▶ [WHAT YOU NEED TO DO] Each line in the records below, from the one that contains "Record the location of each instance of the harbor" to the one that contains "Record the location of each instance of the industrial", should be reproduced exactly, the first and last included.

■ ■ ■ ■ ■ ■ ■

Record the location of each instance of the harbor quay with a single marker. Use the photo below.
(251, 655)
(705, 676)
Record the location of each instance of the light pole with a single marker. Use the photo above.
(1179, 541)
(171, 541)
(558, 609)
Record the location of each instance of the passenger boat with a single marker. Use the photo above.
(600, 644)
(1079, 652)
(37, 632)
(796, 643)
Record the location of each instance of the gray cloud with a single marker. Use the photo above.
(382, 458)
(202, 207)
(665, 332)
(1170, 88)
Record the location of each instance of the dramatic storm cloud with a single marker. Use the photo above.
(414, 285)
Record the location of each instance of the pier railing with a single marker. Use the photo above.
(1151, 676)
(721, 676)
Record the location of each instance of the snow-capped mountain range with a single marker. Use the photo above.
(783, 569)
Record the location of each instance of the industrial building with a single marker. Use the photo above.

■ ■ ■ ■ ■ ■ ■

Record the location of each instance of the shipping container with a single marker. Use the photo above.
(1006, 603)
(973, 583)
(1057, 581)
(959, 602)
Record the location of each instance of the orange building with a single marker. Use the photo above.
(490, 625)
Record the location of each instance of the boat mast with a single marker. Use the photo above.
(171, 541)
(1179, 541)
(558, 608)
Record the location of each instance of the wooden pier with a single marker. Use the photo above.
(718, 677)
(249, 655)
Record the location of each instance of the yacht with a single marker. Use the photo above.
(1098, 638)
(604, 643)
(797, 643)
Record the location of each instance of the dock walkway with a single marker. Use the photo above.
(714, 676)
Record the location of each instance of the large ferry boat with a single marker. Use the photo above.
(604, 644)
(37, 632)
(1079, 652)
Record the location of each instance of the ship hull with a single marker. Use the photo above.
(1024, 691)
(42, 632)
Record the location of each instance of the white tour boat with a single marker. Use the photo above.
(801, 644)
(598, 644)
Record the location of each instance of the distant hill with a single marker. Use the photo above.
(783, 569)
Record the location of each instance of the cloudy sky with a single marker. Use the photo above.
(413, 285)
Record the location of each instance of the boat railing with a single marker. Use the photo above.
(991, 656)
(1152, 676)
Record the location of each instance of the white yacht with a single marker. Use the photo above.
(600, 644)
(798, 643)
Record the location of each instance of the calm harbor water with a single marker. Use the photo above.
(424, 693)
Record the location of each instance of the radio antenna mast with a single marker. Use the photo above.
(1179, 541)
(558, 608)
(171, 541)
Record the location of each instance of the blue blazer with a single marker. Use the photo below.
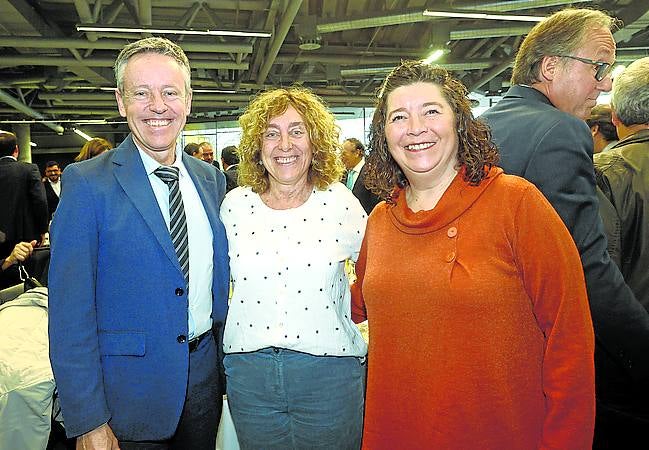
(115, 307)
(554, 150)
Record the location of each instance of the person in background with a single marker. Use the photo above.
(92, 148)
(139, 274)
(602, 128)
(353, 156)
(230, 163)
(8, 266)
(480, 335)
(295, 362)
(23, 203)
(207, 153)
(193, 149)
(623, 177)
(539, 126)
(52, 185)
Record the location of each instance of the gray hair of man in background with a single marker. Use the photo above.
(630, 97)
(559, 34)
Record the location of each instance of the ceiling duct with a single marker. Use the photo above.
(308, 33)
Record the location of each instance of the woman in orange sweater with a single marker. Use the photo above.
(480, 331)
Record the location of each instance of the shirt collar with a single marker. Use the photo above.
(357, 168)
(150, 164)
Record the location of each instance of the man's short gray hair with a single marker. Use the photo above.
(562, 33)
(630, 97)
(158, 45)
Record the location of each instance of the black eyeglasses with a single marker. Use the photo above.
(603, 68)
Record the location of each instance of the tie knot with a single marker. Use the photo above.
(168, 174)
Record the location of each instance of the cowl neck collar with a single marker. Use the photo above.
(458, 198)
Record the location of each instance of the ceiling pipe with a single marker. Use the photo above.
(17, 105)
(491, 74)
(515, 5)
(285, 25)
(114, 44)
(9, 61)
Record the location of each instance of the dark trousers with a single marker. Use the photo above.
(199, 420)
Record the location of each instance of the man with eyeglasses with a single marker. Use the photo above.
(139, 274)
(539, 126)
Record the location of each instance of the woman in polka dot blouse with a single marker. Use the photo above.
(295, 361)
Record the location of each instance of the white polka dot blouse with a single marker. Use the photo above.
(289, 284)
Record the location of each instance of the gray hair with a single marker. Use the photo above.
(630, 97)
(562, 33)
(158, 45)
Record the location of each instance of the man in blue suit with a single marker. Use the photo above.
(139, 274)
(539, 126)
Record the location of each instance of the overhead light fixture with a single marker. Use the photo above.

■ ■ ■ ■ ■ ■ ■

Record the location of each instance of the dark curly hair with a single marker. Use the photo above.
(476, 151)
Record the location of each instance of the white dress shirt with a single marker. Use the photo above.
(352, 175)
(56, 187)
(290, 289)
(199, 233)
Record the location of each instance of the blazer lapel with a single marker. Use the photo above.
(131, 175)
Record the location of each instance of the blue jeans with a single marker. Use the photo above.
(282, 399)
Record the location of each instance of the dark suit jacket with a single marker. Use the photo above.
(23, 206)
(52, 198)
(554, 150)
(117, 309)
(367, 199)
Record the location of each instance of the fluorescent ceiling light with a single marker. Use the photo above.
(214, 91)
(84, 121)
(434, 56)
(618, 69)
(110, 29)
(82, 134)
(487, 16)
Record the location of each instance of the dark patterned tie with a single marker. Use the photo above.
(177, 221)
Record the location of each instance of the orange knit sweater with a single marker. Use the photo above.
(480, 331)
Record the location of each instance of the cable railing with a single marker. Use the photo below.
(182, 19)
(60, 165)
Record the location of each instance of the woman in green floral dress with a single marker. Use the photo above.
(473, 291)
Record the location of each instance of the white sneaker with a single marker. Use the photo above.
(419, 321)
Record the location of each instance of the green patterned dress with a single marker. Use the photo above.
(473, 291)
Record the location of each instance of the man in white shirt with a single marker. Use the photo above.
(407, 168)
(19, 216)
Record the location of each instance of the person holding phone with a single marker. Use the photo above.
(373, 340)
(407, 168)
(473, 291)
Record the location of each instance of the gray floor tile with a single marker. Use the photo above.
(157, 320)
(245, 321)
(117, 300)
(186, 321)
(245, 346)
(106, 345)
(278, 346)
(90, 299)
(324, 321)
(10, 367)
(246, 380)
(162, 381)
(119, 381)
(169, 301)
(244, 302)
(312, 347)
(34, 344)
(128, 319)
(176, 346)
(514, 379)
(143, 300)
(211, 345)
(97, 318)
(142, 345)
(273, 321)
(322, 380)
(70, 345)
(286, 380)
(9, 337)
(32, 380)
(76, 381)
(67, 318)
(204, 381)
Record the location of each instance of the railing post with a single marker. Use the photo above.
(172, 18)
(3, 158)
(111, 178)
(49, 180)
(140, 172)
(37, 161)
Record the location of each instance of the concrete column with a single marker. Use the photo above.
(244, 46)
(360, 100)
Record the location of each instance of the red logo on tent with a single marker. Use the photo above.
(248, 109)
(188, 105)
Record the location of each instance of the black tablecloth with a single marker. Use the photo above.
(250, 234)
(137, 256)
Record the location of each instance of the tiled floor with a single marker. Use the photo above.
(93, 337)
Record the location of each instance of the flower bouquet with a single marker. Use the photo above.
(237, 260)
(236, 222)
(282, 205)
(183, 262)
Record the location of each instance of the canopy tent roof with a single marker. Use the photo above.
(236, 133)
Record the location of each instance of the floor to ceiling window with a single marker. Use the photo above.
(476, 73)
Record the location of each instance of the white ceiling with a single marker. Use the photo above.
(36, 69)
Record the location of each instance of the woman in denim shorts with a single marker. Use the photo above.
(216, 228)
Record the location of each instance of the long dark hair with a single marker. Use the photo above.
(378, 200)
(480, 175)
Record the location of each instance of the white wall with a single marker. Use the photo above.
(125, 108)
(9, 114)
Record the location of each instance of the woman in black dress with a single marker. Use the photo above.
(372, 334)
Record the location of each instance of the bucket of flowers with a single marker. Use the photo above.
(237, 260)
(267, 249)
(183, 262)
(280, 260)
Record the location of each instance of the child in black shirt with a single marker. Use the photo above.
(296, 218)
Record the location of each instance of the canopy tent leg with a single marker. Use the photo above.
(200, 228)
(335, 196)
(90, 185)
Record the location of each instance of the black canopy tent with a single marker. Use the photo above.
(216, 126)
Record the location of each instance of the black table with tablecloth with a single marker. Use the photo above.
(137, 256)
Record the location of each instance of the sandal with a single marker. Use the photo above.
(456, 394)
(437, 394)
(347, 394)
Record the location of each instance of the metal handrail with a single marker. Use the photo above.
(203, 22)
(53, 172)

■ ■ ■ ■ ■ ■ ■

▶ [OUTPUT]
Record the location of each instance of the harbor quay with a single marker. Use the photo below.
(251, 655)
(705, 676)
Record the location of each instance of the light pole with a single marker. Use the photo above.
(1179, 541)
(171, 541)
(558, 609)
Record the location of each instance of the passenger boat with a single marker. Use the photo above.
(600, 644)
(1079, 652)
(37, 632)
(796, 643)
Record the location of each instance of the gray cloud with a single marker. Use the photo above.
(382, 458)
(202, 207)
(665, 332)
(1170, 88)
Record the location of each instance of the dramatic storm cloud with a single marker. Use the photo above.
(414, 285)
Record the location of each instance of the pier railing with a single marker. Use the photo above.
(1151, 676)
(721, 676)
Record the location of each instance of the snow-capped mountain range with a single marker. Use the photo above.
(783, 569)
Record the location of each instance of the industrial building with a single marker. Use the photo above.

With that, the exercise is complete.